=== Begin Enclosure ===

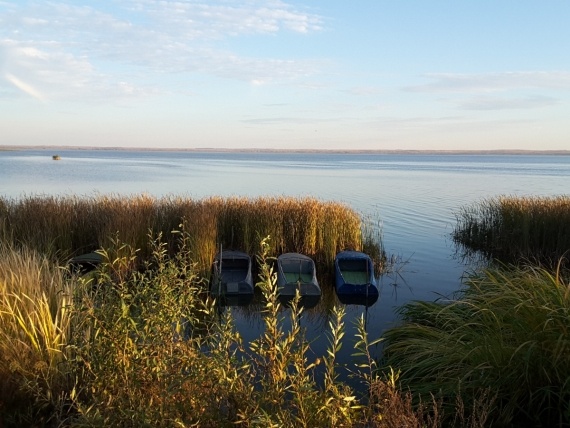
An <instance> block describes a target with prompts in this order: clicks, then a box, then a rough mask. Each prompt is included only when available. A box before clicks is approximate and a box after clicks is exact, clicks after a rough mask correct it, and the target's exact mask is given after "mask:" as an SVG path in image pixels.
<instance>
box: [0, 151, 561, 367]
mask: <svg viewBox="0 0 570 428" xmlns="http://www.w3.org/2000/svg"><path fill="white" fill-rule="evenodd" d="M53 154H56V153H54V152H53V151H49V150H35V151H0V195H2V196H4V197H13V198H18V197H21V196H22V195H38V194H40V195H42V194H47V195H69V194H74V195H79V196H81V195H86V196H93V195H94V194H107V193H109V194H124V195H129V194H139V193H143V192H144V193H148V194H151V195H156V196H164V195H182V196H188V197H192V198H197V199H199V198H203V197H208V196H247V197H257V196H281V195H286V196H311V197H316V198H319V199H322V200H334V201H341V202H345V203H346V204H348V205H350V206H351V207H353V208H354V209H355V210H356V211H358V212H360V213H361V214H362V215H363V216H365V217H366V218H371V219H374V221H375V222H376V223H377V224H378V225H379V227H381V230H382V237H383V242H384V246H385V249H386V252H387V253H388V255H389V256H394V257H395V259H396V260H398V261H399V263H398V264H397V267H398V273H397V274H391V275H385V276H382V277H381V278H379V285H380V292H381V293H380V298H379V299H378V301H377V302H376V303H375V304H374V305H372V306H371V307H369V308H367V309H366V308H364V307H363V306H359V305H347V306H346V311H347V316H346V317H345V323H346V329H347V335H346V336H347V341H348V342H347V343H346V344H345V346H343V349H342V350H341V353H340V355H339V360H340V361H341V362H350V361H351V360H352V357H351V354H352V353H353V352H354V347H353V346H352V343H350V341H351V340H352V332H353V322H354V320H355V319H357V318H358V317H359V316H360V315H361V314H364V315H365V316H366V320H367V331H368V333H369V334H370V336H371V339H375V338H377V337H379V336H381V334H382V332H383V330H385V329H386V328H388V327H390V326H392V325H394V323H396V322H397V319H396V318H395V315H394V309H395V308H396V307H398V306H400V305H402V304H404V303H406V302H408V301H410V300H435V299H437V298H439V297H441V296H451V295H452V293H453V292H454V291H456V290H457V289H458V288H459V287H460V284H461V277H462V275H463V274H464V272H465V271H466V270H468V269H469V268H470V267H469V266H466V265H465V264H463V262H462V261H461V260H460V259H459V258H458V257H456V249H455V247H454V245H453V242H452V241H451V240H450V238H449V235H450V233H451V232H452V230H453V228H454V227H455V222H456V217H455V214H456V213H457V212H458V211H459V210H460V209H461V208H462V207H464V206H470V205H472V204H476V203H477V202H479V201H481V200H483V199H485V198H489V197H493V196H497V195H521V196H549V195H561V194H568V193H570V156H552V155H451V154H444V155H443V154H413V155H412V154H402V155H392V154H390V155H388V154H339V153H334V154H333V153H326V154H324V153H302V154H301V153H233V152H232V153H198V152H135V151H106V150H95V151H91V150H69V151H66V150H58V151H57V154H59V155H60V156H61V160H59V161H54V160H52V155H53ZM329 291H330V292H333V293H334V291H332V288H331V289H330V290H328V291H327V292H329ZM324 292H325V290H323V293H324ZM319 309H320V307H319V305H317V306H316V307H315V308H313V309H310V310H308V311H307V313H306V314H305V315H304V317H305V318H304V320H303V325H304V326H305V327H306V328H307V336H308V338H309V339H310V340H313V342H312V349H313V350H314V351H315V353H316V354H318V355H321V354H323V353H324V352H325V349H326V348H327V346H328V343H327V340H326V338H325V335H324V333H325V332H326V330H327V329H328V318H327V314H326V313H325V311H323V310H319ZM234 313H235V314H236V318H237V325H238V328H239V330H240V332H241V333H242V335H243V336H244V339H245V340H246V341H247V340H251V339H254V338H256V337H257V336H258V335H259V333H260V331H261V330H262V328H263V324H262V321H261V319H260V317H259V316H256V314H252V313H251V311H247V310H244V308H235V309H234ZM351 348H352V349H351ZM379 352H380V351H379V350H378V353H379Z"/></svg>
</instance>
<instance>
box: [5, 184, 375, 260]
mask: <svg viewBox="0 0 570 428" xmlns="http://www.w3.org/2000/svg"><path fill="white" fill-rule="evenodd" d="M181 224H184V228H185V230H187V231H188V233H189V236H190V242H189V243H188V246H189V251H190V252H191V253H192V255H193V260H194V261H195V262H196V263H198V267H199V269H200V270H203V271H205V270H207V269H208V268H209V267H210V264H211V262H212V260H213V257H214V254H215V252H216V251H217V249H219V246H220V245H222V246H223V248H233V249H239V250H242V251H246V252H248V253H250V254H255V252H256V251H257V245H258V242H259V240H260V239H261V238H262V237H265V236H271V239H272V242H273V246H272V249H273V251H274V252H275V253H276V254H278V253H282V252H289V251H291V252H301V253H304V254H307V255H309V256H311V257H313V258H315V260H316V261H317V262H318V263H321V264H323V265H326V266H330V265H332V261H333V260H334V256H335V255H336V253H337V252H338V251H340V250H342V249H346V248H353V249H357V250H359V249H364V250H365V251H367V252H368V253H370V254H371V255H372V257H373V258H375V261H376V262H377V264H378V266H381V264H382V262H383V253H382V249H381V242H380V240H379V236H377V235H374V232H373V230H372V228H367V227H366V225H365V224H364V223H363V221H362V219H361V217H360V215H359V214H358V213H356V212H355V211H354V210H352V209H351V208H350V207H348V206H347V205H345V204H342V203H338V202H328V201H320V200H317V199H314V198H290V197H275V198H274V197H259V198H253V199H248V198H238V197H232V198H217V197H212V198H206V199H200V200H194V199H190V198H183V197H178V196H167V197H162V198H155V197H152V196H148V195H133V196H128V197H124V196H118V195H117V196H108V195H101V196H91V197H77V196H70V197H58V196H28V197H22V198H18V199H6V198H0V240H1V241H2V242H6V243H9V244H10V245H20V244H24V245H26V246H27V247H28V248H32V249H34V250H37V251H38V252H39V253H41V254H49V255H52V256H55V257H57V258H58V259H59V260H60V261H64V260H67V259H69V257H71V256H73V255H78V254H82V253H88V252H91V251H95V250H97V249H99V248H103V247H105V246H106V245H108V242H109V238H111V237H113V238H114V239H118V240H120V241H121V242H124V243H126V244H128V245H129V246H131V247H133V248H136V249H138V250H139V251H138V252H137V262H142V261H143V260H144V259H145V258H148V257H149V255H150V252H151V248H150V246H149V240H148V234H149V231H150V233H151V234H152V235H158V234H160V233H162V236H163V239H164V241H165V243H166V250H167V251H168V253H169V254H170V255H174V254H176V252H177V251H178V247H177V246H178V240H177V237H176V235H175V234H172V231H173V230H177V229H179V228H180V225H181Z"/></svg>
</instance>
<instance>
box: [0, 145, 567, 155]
mask: <svg viewBox="0 0 570 428" xmlns="http://www.w3.org/2000/svg"><path fill="white" fill-rule="evenodd" d="M15 150H50V151H52V152H56V151H57V150H77V151H87V150H101V151H103V150H108V151H126V152H194V153H338V154H390V155H392V154H402V155H405V154H411V155H421V154H442V155H455V154H457V155H487V154H488V155H570V150H516V149H497V150H406V149H402V150H398V149H360V150H359V149H355V150H351V149H345V150H343V149H330V150H328V149H260V148H240V149H232V148H208V147H198V148H175V147H172V148H153V147H83V146H0V151H15Z"/></svg>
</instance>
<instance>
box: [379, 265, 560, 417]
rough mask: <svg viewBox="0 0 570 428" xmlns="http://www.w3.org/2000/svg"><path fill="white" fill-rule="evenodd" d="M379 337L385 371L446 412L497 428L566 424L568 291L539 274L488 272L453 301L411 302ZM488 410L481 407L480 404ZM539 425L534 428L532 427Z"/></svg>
mask: <svg viewBox="0 0 570 428" xmlns="http://www.w3.org/2000/svg"><path fill="white" fill-rule="evenodd" d="M399 312H400V315H401V318H402V324H401V325H400V326H397V327H394V328H392V329H391V330H389V331H388V332H387V333H386V334H385V340H386V345H385V356H384V358H385V360H384V362H383V364H384V366H385V367H398V368H399V370H400V371H401V373H400V380H401V382H402V386H403V387H404V388H409V389H410V390H411V391H413V392H414V393H417V394H419V395H420V396H421V397H423V399H424V400H429V398H430V396H431V394H434V393H435V394H436V397H437V398H438V399H441V400H442V402H443V403H444V407H445V406H452V407H453V406H454V405H455V399H456V397H457V396H459V397H461V399H462V402H463V403H464V405H465V408H466V409H467V410H468V411H473V410H474V409H476V408H477V406H479V408H480V407H481V406H482V405H483V406H486V407H487V409H488V410H489V420H490V421H493V422H494V423H498V424H501V425H503V426H511V425H513V426H517V424H519V426H522V425H524V426H558V425H559V424H561V423H562V424H566V425H567V424H568V423H570V406H569V404H568V403H570V401H569V400H570V382H569V379H570V334H569V333H570V332H569V326H568V319H569V316H570V285H569V284H568V283H567V282H565V281H564V280H563V279H562V278H561V277H559V276H556V275H552V274H551V273H550V272H549V271H548V270H544V269H539V268H531V267H528V268H515V267H505V266H503V267H501V268H489V269H487V270H485V271H483V272H482V273H479V274H473V275H472V276H471V277H469V279H468V280H467V281H466V284H465V288H464V290H462V292H461V294H460V296H459V297H458V299H457V300H453V301H447V302H413V303H410V304H407V305H405V306H403V307H402V308H400V310H399ZM485 403H487V404H485ZM537 424H538V425H537Z"/></svg>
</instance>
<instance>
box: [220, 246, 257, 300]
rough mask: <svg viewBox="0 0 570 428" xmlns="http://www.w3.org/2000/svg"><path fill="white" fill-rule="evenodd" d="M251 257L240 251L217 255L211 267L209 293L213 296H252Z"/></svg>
mask: <svg viewBox="0 0 570 428" xmlns="http://www.w3.org/2000/svg"><path fill="white" fill-rule="evenodd" d="M253 291H254V285H253V278H252V274H251V257H250V256H249V255H248V254H247V253H244V252H241V251H231V250H224V251H222V253H221V254H220V253H218V255H216V257H215V259H214V264H213V267H212V279H211V282H210V292H211V294H212V295H213V296H239V295H253Z"/></svg>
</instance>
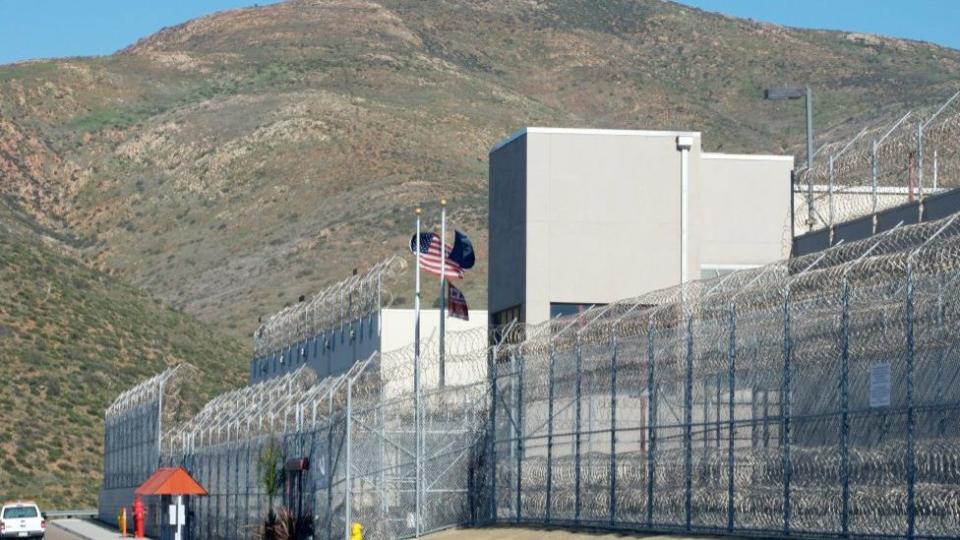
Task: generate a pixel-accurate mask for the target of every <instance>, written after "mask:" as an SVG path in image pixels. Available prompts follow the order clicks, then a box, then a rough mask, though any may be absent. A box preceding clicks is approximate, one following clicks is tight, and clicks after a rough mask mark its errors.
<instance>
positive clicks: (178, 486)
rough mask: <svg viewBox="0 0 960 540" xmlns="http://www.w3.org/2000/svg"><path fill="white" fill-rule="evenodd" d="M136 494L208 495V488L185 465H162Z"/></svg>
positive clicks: (144, 494)
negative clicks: (192, 476)
mask: <svg viewBox="0 0 960 540" xmlns="http://www.w3.org/2000/svg"><path fill="white" fill-rule="evenodd" d="M133 493H134V494H135V495H206V494H207V490H205V489H203V486H201V485H200V484H198V483H197V481H196V480H194V479H193V477H192V476H190V473H188V472H187V470H186V469H184V468H183V467H161V468H159V469H157V472H155V473H153V475H151V476H150V478H147V481H146V482H144V483H143V484H141V485H140V487H138V488H137V490H136V491H134V492H133Z"/></svg>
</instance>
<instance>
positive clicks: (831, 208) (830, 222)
mask: <svg viewBox="0 0 960 540" xmlns="http://www.w3.org/2000/svg"><path fill="white" fill-rule="evenodd" d="M827 167H828V173H829V182H830V185H829V186H827V190H828V191H829V196H830V204H829V206H828V207H829V211H830V225H829V227H830V245H831V246H832V245H833V222H834V218H835V217H836V214H835V212H836V210H835V206H834V205H835V202H834V200H833V190H834V180H833V156H830V159H829V160H828V161H827Z"/></svg>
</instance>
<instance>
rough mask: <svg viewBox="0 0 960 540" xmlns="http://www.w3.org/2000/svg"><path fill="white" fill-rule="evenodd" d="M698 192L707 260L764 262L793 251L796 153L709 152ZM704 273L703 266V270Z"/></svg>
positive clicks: (701, 172) (698, 180)
mask: <svg viewBox="0 0 960 540" xmlns="http://www.w3.org/2000/svg"><path fill="white" fill-rule="evenodd" d="M702 157H703V161H702V170H701V174H700V176H699V177H698V178H697V182H696V186H695V188H694V191H695V192H696V193H697V194H698V196H699V201H698V207H697V211H696V212H695V214H694V216H695V219H696V221H697V227H698V229H699V230H700V237H699V239H698V246H697V251H698V254H699V256H700V264H701V265H728V266H749V265H762V264H765V263H769V262H772V261H776V260H779V259H783V258H786V257H788V256H789V255H790V239H791V236H790V234H791V233H790V171H791V169H793V158H792V157H790V156H754V155H749V156H744V155H732V154H706V153H705V154H703V156H702ZM697 275H699V271H698V272H697Z"/></svg>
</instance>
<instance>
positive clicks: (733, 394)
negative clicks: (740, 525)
mask: <svg viewBox="0 0 960 540" xmlns="http://www.w3.org/2000/svg"><path fill="white" fill-rule="evenodd" d="M736 362H737V306H736V304H732V305H731V306H730V344H729V348H728V349H727V384H728V385H729V389H730V397H729V398H728V399H729V403H728V406H729V409H728V413H727V416H728V418H727V420H728V426H727V428H728V429H727V430H728V433H727V435H728V437H729V438H728V442H727V531H728V532H733V487H734V486H733V448H734V430H735V427H736V426H735V420H734V414H735V412H736V411H735V404H734V396H735V395H736V373H737V372H736Z"/></svg>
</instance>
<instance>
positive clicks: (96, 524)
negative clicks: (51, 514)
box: [47, 518, 120, 540]
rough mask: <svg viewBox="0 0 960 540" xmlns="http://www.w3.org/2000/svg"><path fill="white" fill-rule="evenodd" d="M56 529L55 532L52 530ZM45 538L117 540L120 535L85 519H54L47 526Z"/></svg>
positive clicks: (100, 524) (116, 530) (54, 538)
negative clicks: (45, 535) (45, 536)
mask: <svg viewBox="0 0 960 540" xmlns="http://www.w3.org/2000/svg"><path fill="white" fill-rule="evenodd" d="M54 529H57V530H54ZM47 537H48V538H49V539H51V540H54V539H59V538H64V539H80V540H117V539H118V538H120V533H119V532H118V531H117V530H116V529H114V528H112V527H108V526H107V525H104V524H103V523H98V522H96V521H88V520H86V519H76V518H71V519H56V520H53V521H50V522H49V524H48V525H47Z"/></svg>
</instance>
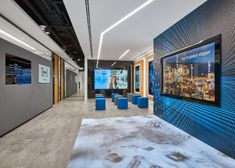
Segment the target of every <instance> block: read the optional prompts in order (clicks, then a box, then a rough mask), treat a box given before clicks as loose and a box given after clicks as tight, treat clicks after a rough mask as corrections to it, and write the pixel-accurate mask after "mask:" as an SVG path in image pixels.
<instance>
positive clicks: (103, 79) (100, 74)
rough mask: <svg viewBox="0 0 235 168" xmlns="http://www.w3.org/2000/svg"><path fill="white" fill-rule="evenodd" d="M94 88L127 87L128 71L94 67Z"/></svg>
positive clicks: (95, 88)
mask: <svg viewBox="0 0 235 168" xmlns="http://www.w3.org/2000/svg"><path fill="white" fill-rule="evenodd" d="M94 76H95V77H94V85H95V89H128V71H127V70H111V69H96V70H95V73H94Z"/></svg>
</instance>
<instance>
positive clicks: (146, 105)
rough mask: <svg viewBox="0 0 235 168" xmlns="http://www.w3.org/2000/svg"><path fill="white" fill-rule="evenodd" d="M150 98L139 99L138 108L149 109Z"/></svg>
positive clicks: (141, 97)
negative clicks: (148, 101)
mask: <svg viewBox="0 0 235 168" xmlns="http://www.w3.org/2000/svg"><path fill="white" fill-rule="evenodd" d="M148 104H149V103H148V98H147V97H138V99H137V106H138V107H139V108H148Z"/></svg>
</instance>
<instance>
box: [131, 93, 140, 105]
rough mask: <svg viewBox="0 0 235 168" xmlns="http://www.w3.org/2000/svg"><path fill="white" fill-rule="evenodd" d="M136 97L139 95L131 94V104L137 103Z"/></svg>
mask: <svg viewBox="0 0 235 168" xmlns="http://www.w3.org/2000/svg"><path fill="white" fill-rule="evenodd" d="M138 97H140V95H132V98H131V101H132V104H137V99H138Z"/></svg>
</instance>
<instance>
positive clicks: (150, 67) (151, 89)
mask: <svg viewBox="0 0 235 168" xmlns="http://www.w3.org/2000/svg"><path fill="white" fill-rule="evenodd" d="M148 68H149V70H148V72H149V74H148V85H149V86H148V93H149V95H153V93H154V61H153V60H152V61H149V62H148Z"/></svg>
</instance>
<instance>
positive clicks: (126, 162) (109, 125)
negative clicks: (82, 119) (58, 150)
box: [68, 115, 235, 168]
mask: <svg viewBox="0 0 235 168" xmlns="http://www.w3.org/2000/svg"><path fill="white" fill-rule="evenodd" d="M91 167H92V168H194V167H195V168H198V167H200V168H234V167H235V160H233V159H232V158H230V157H228V156H226V155H224V154H223V153H221V152H219V151H217V150H216V149H214V148H212V147H210V146H208V145H206V144H204V143H203V142H201V141H199V140H197V139H196V138H194V137H192V136H190V135H188V134H186V133H185V132H183V131H181V130H179V129H178V128H176V127H174V126H172V125H170V124H169V123H167V122H165V121H163V120H161V119H160V118H158V117H156V116H153V115H147V116H133V117H114V118H106V119H84V120H83V121H82V125H81V128H80V131H79V134H78V137H77V139H76V142H75V145H74V151H73V154H72V156H71V159H70V161H69V164H68V168H91Z"/></svg>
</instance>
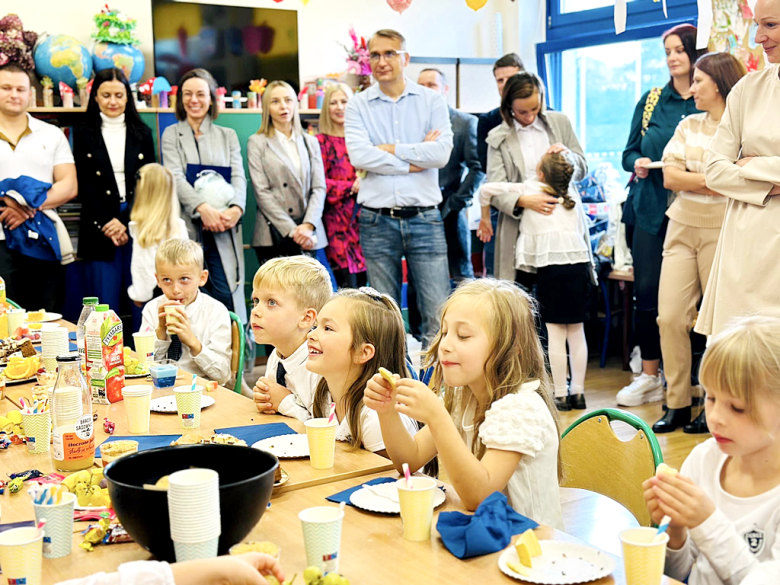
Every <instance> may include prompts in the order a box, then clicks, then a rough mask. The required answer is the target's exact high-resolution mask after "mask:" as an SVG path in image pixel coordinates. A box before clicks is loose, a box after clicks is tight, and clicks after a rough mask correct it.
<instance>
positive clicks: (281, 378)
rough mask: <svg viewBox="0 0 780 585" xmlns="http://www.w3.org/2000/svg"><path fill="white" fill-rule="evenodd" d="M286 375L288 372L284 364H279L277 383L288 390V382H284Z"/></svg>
mask: <svg viewBox="0 0 780 585" xmlns="http://www.w3.org/2000/svg"><path fill="white" fill-rule="evenodd" d="M286 375H287V371H286V370H285V369H284V366H283V365H282V362H279V365H278V366H276V383H277V384H279V385H280V386H284V387H285V388H287V382H285V381H284V377H285V376H286Z"/></svg>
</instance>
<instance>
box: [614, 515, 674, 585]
mask: <svg viewBox="0 0 780 585" xmlns="http://www.w3.org/2000/svg"><path fill="white" fill-rule="evenodd" d="M656 532H657V531H656V529H655V528H629V529H628V530H623V531H622V532H621V533H620V534H619V535H618V537H619V538H620V542H621V544H622V545H623V565H624V568H625V571H626V585H659V584H660V583H661V579H663V576H664V564H665V562H666V543H667V542H669V535H668V534H667V533H664V534H662V535H661V537H660V538H659V539H658V542H655V534H656Z"/></svg>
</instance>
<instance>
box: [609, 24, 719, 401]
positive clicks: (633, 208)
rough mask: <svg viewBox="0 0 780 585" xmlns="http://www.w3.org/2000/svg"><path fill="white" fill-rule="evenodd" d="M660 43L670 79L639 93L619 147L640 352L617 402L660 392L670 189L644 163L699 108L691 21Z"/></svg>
mask: <svg viewBox="0 0 780 585" xmlns="http://www.w3.org/2000/svg"><path fill="white" fill-rule="evenodd" d="M663 43H664V49H665V50H666V65H667V67H669V73H670V74H671V79H670V80H669V83H667V84H666V85H665V86H664V87H663V88H660V91H658V89H651V90H650V91H649V92H647V93H645V95H643V96H642V97H641V99H640V100H639V102H638V103H637V105H636V109H635V110H634V117H633V119H632V120H631V130H630V131H629V134H628V142H627V143H626V149H625V150H624V151H623V169H624V170H625V171H627V172H630V173H631V172H633V173H634V180H633V182H632V183H631V189H630V191H629V195H628V200H627V201H626V203H625V205H624V207H623V210H624V211H623V221H624V223H626V224H628V225H633V226H634V228H633V236H632V240H633V244H632V246H631V253H632V254H633V256H634V299H635V304H636V307H635V308H636V317H635V324H636V327H635V333H634V335H635V338H636V340H637V343H638V345H639V349H640V350H641V352H642V373H641V374H640V375H639V376H637V377H636V378H634V380H633V381H632V382H631V383H630V384H629V385H627V386H625V387H624V388H623V389H622V390H620V392H618V394H617V403H618V405H620V406H639V405H640V404H644V403H645V402H654V401H657V400H661V399H663V396H664V379H663V374H662V373H661V371H660V365H661V336H660V333H659V330H658V322H657V319H658V285H659V281H660V279H661V260H662V254H663V248H664V238H665V237H666V227H667V223H668V218H667V217H666V210H667V208H668V207H669V204H670V203H671V192H670V191H669V190H668V189H666V188H665V187H664V178H663V171H662V170H661V169H653V170H651V169H648V168H647V165H649V164H650V163H652V162H659V161H660V160H661V158H662V156H663V151H664V147H665V146H666V144H667V142H669V140H670V139H671V137H672V135H673V134H674V130H675V128H677V124H679V123H680V120H682V119H683V118H686V117H687V116H690V115H691V114H695V113H696V112H698V110H697V109H696V104H695V102H694V100H693V99H691V83H692V81H693V64H694V63H695V62H696V59H698V58H699V57H700V56H701V55H702V54H703V53H704V51H699V50H697V49H696V27H695V26H693V25H690V24H681V25H679V26H675V27H674V28H672V29H670V30H668V31H666V32H665V33H664V35H663ZM648 118H649V120H648Z"/></svg>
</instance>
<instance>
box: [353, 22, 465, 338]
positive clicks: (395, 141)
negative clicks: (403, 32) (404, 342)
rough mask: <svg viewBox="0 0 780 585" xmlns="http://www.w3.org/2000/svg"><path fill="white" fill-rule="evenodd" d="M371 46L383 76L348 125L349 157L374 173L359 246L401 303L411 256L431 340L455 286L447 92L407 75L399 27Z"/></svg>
mask: <svg viewBox="0 0 780 585" xmlns="http://www.w3.org/2000/svg"><path fill="white" fill-rule="evenodd" d="M368 48H369V52H370V58H371V69H372V73H373V76H374V79H375V80H376V81H377V82H378V83H376V84H374V85H372V86H371V87H370V88H368V89H367V90H365V91H363V92H361V93H359V94H358V95H356V96H355V98H354V99H352V100H350V102H349V105H348V106H347V114H346V123H345V132H344V134H345V138H346V143H347V150H348V152H349V158H350V162H351V163H352V165H353V166H354V167H355V168H356V169H361V170H364V171H366V172H367V175H366V177H365V179H363V180H362V181H361V184H360V191H359V193H358V203H359V204H360V205H361V206H362V209H361V211H360V219H359V225H360V245H361V247H362V248H363V254H364V255H365V258H366V267H367V269H368V278H369V281H370V283H371V285H372V286H373V287H374V288H376V289H377V290H379V291H381V292H383V293H386V294H389V295H391V296H392V297H393V298H394V299H395V300H396V301H398V303H399V304H400V300H401V278H402V264H401V260H402V258H403V257H405V258H406V262H407V267H408V269H409V271H410V272H411V274H412V278H413V279H414V282H415V285H416V294H417V303H418V306H419V307H420V312H421V313H422V317H423V346H424V347H427V346H428V345H429V344H430V343H431V341H432V340H433V337H434V336H435V335H436V332H437V330H438V327H439V310H440V308H441V305H442V303H444V301H445V300H446V299H447V296H448V295H449V292H450V279H449V267H448V263H447V241H446V239H445V235H444V225H443V222H442V218H441V213H440V212H439V207H438V206H439V203H441V200H442V197H441V190H440V189H439V173H438V170H437V169H440V168H442V167H444V166H445V165H446V164H447V162H448V161H449V158H450V153H451V151H452V128H451V124H450V117H449V110H448V108H447V103H446V102H445V101H444V97H443V96H442V95H441V94H438V93H436V92H434V91H432V90H430V89H427V88H424V87H421V86H420V85H418V84H417V83H415V82H413V81H412V80H410V79H407V78H405V77H404V69H405V67H406V66H407V65H408V64H409V53H407V51H406V40H405V39H404V37H403V36H402V35H401V34H400V33H398V32H396V31H394V30H380V31H377V32H376V33H374V36H373V37H372V38H371V40H370V41H369V44H368Z"/></svg>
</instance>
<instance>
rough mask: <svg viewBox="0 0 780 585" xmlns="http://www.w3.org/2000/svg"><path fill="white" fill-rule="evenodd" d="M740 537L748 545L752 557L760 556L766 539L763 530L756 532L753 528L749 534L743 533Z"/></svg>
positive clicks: (763, 548)
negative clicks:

=== End Enclosure ===

The task:
Find every line above that contains the word "loose" and copy each one in full. Case counts.

Answer to this problem:
Segment the target of every <instance> block: read the optional prompts in order (clicks, then a box, then a rough mask), treat a box given before clicks as loose and a box given after clicks as tight, treat clicks after a rough mask as corrections to it, and write the pixel-accurate mask after "mask:" as an SVG path in image pixels.
Every <instance> may include prompts in the order a box, then clicks, then a rough mask. The required answer is the target's exact high-resolution mask after "mask:" as an SVG path in image pixel coordinates. A box before clicks is loose, a box after clicks is tight, and clicks after a rough mask correct it.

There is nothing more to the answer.